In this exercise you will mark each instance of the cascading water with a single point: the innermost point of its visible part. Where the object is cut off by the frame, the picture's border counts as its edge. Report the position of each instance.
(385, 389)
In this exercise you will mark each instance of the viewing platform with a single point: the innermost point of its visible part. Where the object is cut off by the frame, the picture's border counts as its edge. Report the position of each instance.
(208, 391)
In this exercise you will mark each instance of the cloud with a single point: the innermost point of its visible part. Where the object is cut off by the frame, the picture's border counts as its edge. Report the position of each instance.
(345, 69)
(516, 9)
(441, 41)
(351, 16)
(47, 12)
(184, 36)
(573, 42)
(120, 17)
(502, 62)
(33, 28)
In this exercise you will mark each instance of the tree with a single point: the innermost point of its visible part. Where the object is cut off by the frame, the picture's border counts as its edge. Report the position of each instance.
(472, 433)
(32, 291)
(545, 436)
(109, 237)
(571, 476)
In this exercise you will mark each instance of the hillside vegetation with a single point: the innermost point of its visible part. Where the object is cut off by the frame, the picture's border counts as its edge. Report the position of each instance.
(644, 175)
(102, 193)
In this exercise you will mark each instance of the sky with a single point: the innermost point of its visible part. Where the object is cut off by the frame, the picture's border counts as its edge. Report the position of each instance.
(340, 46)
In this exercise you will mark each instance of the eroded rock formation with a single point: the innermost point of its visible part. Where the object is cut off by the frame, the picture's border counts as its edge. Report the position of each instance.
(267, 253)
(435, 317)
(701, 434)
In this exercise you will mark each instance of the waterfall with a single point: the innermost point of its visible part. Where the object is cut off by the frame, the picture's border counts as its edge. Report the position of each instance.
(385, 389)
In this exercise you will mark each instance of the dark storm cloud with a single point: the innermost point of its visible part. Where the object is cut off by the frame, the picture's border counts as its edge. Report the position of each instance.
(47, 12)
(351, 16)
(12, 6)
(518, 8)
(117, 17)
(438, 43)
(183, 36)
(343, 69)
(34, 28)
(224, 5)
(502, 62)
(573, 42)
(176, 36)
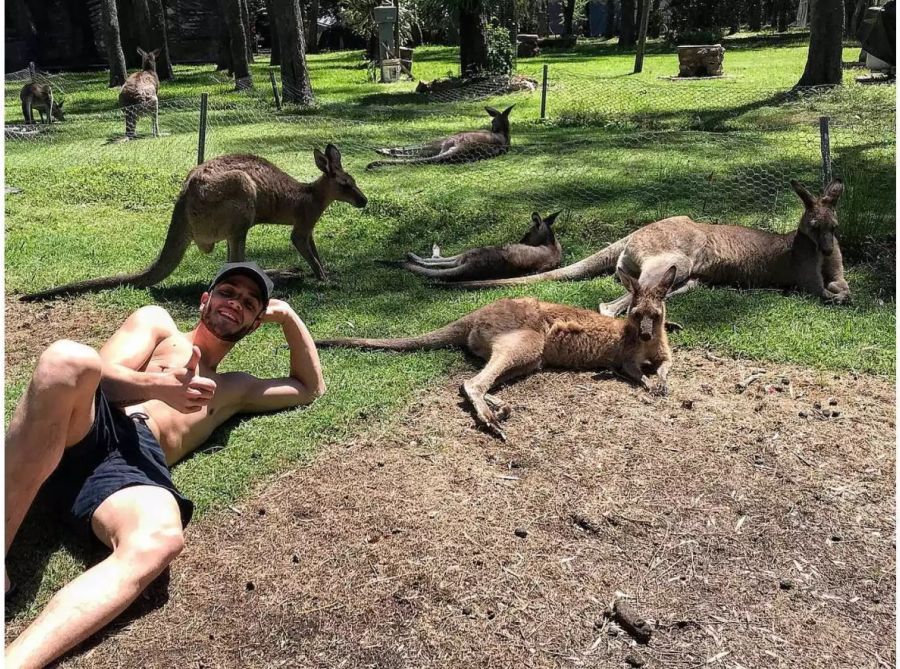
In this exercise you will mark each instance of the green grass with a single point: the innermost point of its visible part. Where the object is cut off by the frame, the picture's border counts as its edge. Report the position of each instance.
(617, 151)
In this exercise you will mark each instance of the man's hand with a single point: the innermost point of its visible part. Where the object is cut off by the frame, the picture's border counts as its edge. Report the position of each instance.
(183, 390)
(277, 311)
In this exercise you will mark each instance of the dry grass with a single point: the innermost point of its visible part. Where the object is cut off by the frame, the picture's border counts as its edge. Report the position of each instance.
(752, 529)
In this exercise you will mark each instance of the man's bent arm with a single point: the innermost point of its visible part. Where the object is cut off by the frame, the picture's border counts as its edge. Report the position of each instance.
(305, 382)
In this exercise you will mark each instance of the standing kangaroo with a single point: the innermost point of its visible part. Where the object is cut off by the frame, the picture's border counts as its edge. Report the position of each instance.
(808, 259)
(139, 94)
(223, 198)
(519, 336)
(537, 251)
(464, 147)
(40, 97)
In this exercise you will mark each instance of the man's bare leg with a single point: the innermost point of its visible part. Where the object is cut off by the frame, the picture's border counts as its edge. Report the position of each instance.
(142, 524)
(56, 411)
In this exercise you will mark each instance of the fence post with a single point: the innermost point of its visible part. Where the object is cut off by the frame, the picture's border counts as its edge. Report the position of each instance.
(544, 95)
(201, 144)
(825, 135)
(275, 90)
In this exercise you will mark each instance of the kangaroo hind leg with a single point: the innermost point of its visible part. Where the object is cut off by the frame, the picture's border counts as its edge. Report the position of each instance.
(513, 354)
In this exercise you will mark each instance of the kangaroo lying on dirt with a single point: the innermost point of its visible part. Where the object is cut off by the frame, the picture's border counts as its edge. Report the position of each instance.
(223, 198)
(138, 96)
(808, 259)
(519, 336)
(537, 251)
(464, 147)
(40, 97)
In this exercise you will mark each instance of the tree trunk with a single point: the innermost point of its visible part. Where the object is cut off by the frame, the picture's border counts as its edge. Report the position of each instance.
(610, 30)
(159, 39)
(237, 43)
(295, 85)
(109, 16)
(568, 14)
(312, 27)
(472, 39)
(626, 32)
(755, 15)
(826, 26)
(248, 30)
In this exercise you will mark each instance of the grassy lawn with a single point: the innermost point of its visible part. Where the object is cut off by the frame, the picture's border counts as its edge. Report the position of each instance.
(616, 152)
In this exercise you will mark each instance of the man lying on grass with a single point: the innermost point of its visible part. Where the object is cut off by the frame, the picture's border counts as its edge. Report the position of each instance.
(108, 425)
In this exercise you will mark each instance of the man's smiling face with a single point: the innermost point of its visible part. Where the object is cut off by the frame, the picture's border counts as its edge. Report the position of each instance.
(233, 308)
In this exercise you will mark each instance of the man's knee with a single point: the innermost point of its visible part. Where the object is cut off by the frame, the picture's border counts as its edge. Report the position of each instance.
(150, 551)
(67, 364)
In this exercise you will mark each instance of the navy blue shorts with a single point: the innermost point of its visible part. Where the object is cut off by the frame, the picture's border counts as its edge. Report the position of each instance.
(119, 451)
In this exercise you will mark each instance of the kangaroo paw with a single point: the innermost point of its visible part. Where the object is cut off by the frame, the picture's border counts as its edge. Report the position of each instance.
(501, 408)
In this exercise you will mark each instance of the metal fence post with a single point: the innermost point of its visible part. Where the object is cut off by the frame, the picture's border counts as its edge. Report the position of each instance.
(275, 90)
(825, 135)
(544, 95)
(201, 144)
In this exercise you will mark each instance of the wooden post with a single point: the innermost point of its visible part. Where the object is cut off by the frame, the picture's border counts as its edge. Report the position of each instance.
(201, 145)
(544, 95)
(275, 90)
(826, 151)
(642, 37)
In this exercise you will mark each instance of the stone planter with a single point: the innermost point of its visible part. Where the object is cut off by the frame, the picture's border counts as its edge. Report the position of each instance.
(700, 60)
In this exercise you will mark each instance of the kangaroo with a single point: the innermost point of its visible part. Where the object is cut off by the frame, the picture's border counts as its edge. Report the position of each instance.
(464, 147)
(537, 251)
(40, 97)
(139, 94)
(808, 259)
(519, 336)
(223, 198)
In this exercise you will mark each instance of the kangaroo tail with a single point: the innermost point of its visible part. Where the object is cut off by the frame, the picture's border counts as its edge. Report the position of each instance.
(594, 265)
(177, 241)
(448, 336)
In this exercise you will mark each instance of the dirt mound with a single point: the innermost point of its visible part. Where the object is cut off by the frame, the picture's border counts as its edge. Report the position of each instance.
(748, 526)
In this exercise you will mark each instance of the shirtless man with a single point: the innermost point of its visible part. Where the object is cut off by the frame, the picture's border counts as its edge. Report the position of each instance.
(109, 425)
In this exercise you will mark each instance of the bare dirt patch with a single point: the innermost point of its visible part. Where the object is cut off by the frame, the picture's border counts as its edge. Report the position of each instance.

▶ _Action item_: Quote each entry above verbatim and drop the pictures.

▶ _Response_:
In this exercise you will mark each instance of the cascading water with a single point: the innermost point of its visible part. Where the object is cut off by the frame, the picture's border counts as its edge. Report the position of each instance.
(385, 389)
In this exercise you will mark each instance of the viewing platform with a single point: the innermost point of its visible part. Where the object is cut off by the frame, the picture's border counts as its edge. Report the position of each instance.
(208, 391)
In this exercise you will mark each instance of the cloud with a single point: the innermost point of its visible part. Where the object is cut off by the frame, the picture's border counts as its edge. Report the position of each instance.
(345, 69)
(516, 9)
(441, 41)
(351, 16)
(47, 12)
(184, 36)
(573, 42)
(120, 17)
(502, 62)
(33, 28)
In this exercise you will mark each instance of the tree with a single point: the innermost point of its visible part. Where the object is cut off by the frame, the picture's border counts as its edge. Report the position of each instance.
(472, 433)
(32, 291)
(545, 436)
(109, 237)
(571, 476)
In this exercise you will mark each instance of the hillside vegetation with a single point: the innermost point of its visible part. Where the object is cut off by the frame, the picture's border counts as its edge. Report the position of each instance.
(644, 175)
(102, 193)
In this exercise you will mark each instance of the sky with a single point: the innermost point of its visible part. Where the object is cut off by the frame, the picture's border counts as its edge. Report the position of each instance.
(340, 46)
In this exercise you will mark each instance of the eroded rock formation with a single point: the innermost point of its visible part. Where the object is cut off by the frame, the picture's border counts as its edge. Report the position of each instance.
(267, 253)
(435, 317)
(701, 434)
In this exercise you will mark each instance of the waterfall with a single point: the innermost point of its visible part. Where the object is cut off by the frame, the picture's border counts as its edge. Report the position of each instance.
(385, 389)
In this exercise you will mark each instance of the dark storm cloud with a single point: the innermost point of its visible part. Where the object is cut off by the frame, the picture's border counts as its edge. Report the position of each instance.
(47, 12)
(351, 16)
(12, 6)
(518, 8)
(117, 17)
(438, 43)
(183, 36)
(343, 69)
(34, 28)
(224, 5)
(502, 62)
(573, 42)
(176, 36)
In this exercise you will mark each instance of the green grass with a single point: the innermost point of its visible part. Where the object is cut off by the frame, the picture's border counts as its edge. Report the position of each instance.
(617, 151)
In this exercise you will mark each instance of the man's hand with a single point: the innermost point of its visible part. Where the object is cut off by the frame, the picture's border counts as its edge. Report the position of each instance.
(183, 390)
(277, 311)
In this exercise you will mark each instance of the dry grass with a single point: the innermost point of its visible part. Where the object is cut off by the frame, the picture's border counts as its edge. Report the position of each instance.
(752, 529)
In this exercise you will mark each instance of the man's bent arm with a single point: the innermost point of its visible part. Where the object is cut off by the frame, the picture's border counts as its edge. Report the position of each instance.
(305, 382)
In this exercise you will mark each instance of the standing kangaroo with a single point: the innermost point of its visible part. Where the object is cut off by the frame, the picture's border counts as its edge. Report the position of each instance.
(808, 259)
(139, 94)
(223, 198)
(519, 336)
(537, 251)
(464, 147)
(40, 97)
In this exercise you will mark each instance of the man's bare leg with a single point: the innermost point of its visible part. Where the object is cut off by the frame, the picture's border counts as its edge. Report the position of each instance.
(142, 524)
(56, 411)
In this exercise you will mark each instance of the fence post with a single point: the innermost point of its visible part. Where the object is cut off by the frame, the picture's border counts as its edge. Report the position of each instance.
(544, 95)
(201, 144)
(825, 135)
(275, 90)
In this exercise you will mark each instance of the kangaroo hind leg with a single point: the innermost point of its visible part. Where the object is cut off by the frame, the picture's border counts as its edge. Report the position of each instance.
(513, 354)
In this exercise you will mark each instance of the kangaroo lying on dirt with a single point: the innermost point of its visible part. Where the object is cut off by the frame, the picture's border counts as its edge. Report the position of each instance.
(223, 198)
(138, 96)
(808, 259)
(519, 336)
(537, 251)
(464, 147)
(40, 97)
In this exercise you will mark each instance of the tree trunk with a single point: the innermost point of its visible part. Where the object is cut off by the frame, the picture's border counts as its edge. Report the position of each instance.
(610, 30)
(159, 39)
(237, 43)
(295, 85)
(109, 16)
(568, 14)
(312, 27)
(472, 39)
(626, 32)
(755, 15)
(826, 26)
(248, 30)
In this exercise you will mark each instance of the grassy lawn with a single point: the innermost point of its visible part. Where the object is cut off by the frame, the picture's border counts as its edge. Report the position of each instance.
(616, 152)
In this exercise you will mark each instance of the man lying on grass with a single point: the innermost point of its visible part. Where the object is cut off by the frame, the picture's border counts as its edge. Report the position of each instance.
(108, 425)
In this exercise you will mark each instance of the man's smiling face with a single point: the innermost point of its visible part. Where the object is cut off by the frame, the picture's border counts as its edge. Report the position of each instance.
(233, 308)
In this exercise you will mark each instance of the man's knee with a single point: the innermost point of its visible part. Where the object is cut off by the frame, the picture's border counts as its edge. Report the position of each instance.
(150, 551)
(67, 364)
In this exercise you will mark each instance of the navy blue shorts with a single point: the innermost point of its visible part. Where the object is cut off by the frame, the picture's border counts as its edge. Report the position of each instance.
(119, 451)
In this exercise you will mark each instance of the kangaroo paw with a single point: the innermost point of its visible part. Where the object is cut off by the frame, the picture's border counts as its edge. Report the position of each instance.
(501, 408)
In this exercise you will mark each instance of the metal fence post with a single point: the innermost point of its visible part. Where the object is cut off by the frame, the picture's border counts as its edge. Report the position of each instance.
(275, 90)
(825, 135)
(544, 95)
(201, 144)
In this exercise you will mark each instance of the wooden post with a single point: the innermost point of its visible part. Where the object is cut off by the frame, the picture's border counts as its edge. Report the position of each instance.
(201, 145)
(544, 95)
(275, 90)
(826, 151)
(642, 37)
In this exercise you will mark each instance of the stone planter with a single point: the innermost point of its visible part. Where the object is cut off by the frame, the picture's border counts as its edge. Report the position of each instance.
(700, 60)
In this exercise you will mark each instance of the kangaroo with a single point: the innermost point of its visible part. Where the object is cut off by the frame, the picture's border counts as its edge. Report the position of each instance.
(464, 147)
(537, 251)
(40, 97)
(139, 94)
(808, 259)
(519, 336)
(223, 198)
In this exercise you will mark each instance of the kangaroo tail with a single point: the innermost point of its visible part. Where the object is cut off by the frame, the picture's border counts as its edge. Report the position of each instance.
(594, 265)
(177, 241)
(448, 336)
In this exercise you will mark each instance of the dirt mound with a single point: the innermost point of its visible part. Where the object is cut off by the frame, the picture's border counts as its edge. Report the position of each instance.
(748, 526)
In this exercise you will mark each instance of the shirtless man with a single point: the innermost point of its visible part. Where the object is cut off by the frame, the picture's border counts as its edge. Report the position of each instance.
(109, 425)
In this exercise you will mark each instance of the bare dirt patch with a single point: the innermost point of its visible part. Where the object is cut off by the frame, the picture's border counts as its edge. Report the position of each instance.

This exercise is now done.